Exactly as given, transcribe each entry that follows.

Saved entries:
※ ※ ※

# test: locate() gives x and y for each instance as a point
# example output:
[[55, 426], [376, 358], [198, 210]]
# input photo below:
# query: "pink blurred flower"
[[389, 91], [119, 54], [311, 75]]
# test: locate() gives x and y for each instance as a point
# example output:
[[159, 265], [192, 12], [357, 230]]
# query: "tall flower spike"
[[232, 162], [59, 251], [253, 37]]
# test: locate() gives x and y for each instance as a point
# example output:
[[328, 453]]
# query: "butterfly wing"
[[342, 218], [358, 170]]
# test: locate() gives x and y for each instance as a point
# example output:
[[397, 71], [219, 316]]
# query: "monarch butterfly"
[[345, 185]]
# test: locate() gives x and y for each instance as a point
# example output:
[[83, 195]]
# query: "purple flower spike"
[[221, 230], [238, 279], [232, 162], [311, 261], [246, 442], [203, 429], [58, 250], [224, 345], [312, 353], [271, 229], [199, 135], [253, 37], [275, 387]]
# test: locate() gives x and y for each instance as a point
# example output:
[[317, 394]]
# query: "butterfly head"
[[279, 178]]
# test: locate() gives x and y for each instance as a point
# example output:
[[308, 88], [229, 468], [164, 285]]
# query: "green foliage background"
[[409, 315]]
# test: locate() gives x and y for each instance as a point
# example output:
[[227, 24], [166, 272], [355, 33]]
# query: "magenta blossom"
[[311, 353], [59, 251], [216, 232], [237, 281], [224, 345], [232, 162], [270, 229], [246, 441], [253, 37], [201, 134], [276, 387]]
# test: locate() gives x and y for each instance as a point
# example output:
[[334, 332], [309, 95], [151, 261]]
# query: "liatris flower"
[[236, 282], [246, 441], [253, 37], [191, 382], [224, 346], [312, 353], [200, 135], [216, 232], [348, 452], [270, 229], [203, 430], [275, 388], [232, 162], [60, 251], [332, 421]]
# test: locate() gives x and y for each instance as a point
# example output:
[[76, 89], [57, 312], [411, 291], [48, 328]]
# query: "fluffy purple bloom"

※ ※ ※

— TASK RESULT —
# test: locate() gives x and y for each instance as a point
# example output:
[[55, 426], [376, 358], [198, 210]]
# input photo below:
# query: "pink blurred flower"
[[389, 91], [119, 54], [311, 75]]
# test: locate() gives x and y for each instance as a point
# example output:
[[159, 265], [192, 12], [357, 230]]
# query: "tall flower spike"
[[232, 162], [59, 251], [253, 37]]
# test: locate() gives x and y for each instance as a point
# example output:
[[328, 453]]
# query: "butterfly wing"
[[342, 218], [358, 170]]
# test: locate() gives x and y for each instance as a point
# example output:
[[397, 71], [219, 316]]
# query: "monarch butterfly"
[[345, 185]]
# test: locate() gives x and y for each instance as a point
# example output:
[[83, 195]]
# query: "purple flower spike"
[[221, 230], [238, 279], [232, 162], [311, 261], [246, 442], [203, 429], [58, 250], [224, 345], [312, 353], [271, 229], [199, 135], [253, 37], [275, 387]]
# test: locate() gives x and y for each instance as a point
# example output:
[[317, 394]]
# query: "butterfly head"
[[279, 178]]
# test: locate() gives x and y for each instance as a point
# example output:
[[308, 88], [229, 468], [164, 285]]
# query: "green foliage background"
[[409, 315]]
# test: locate() gives x and y for each instance as a point
# example output:
[[227, 24], [166, 272], [355, 33]]
# query: "magenta blossom"
[[311, 353], [59, 251], [216, 232], [237, 281], [224, 345], [232, 162], [270, 229], [246, 441], [253, 37], [201, 134], [276, 387]]
# test: locate() gives x and y for each instance as a point
# example output:
[[334, 332], [309, 95], [151, 261]]
# query: "liatris flower"
[[236, 282], [246, 441], [253, 37], [191, 382], [224, 346], [312, 353], [200, 135], [216, 232], [348, 452], [270, 229], [203, 430], [275, 388], [232, 162], [60, 251], [332, 421]]
# test: locate() gives x and y for each instance as a point
# example output:
[[76, 89], [57, 312], [411, 291], [48, 328]]
# query: "fluffy purple bloom"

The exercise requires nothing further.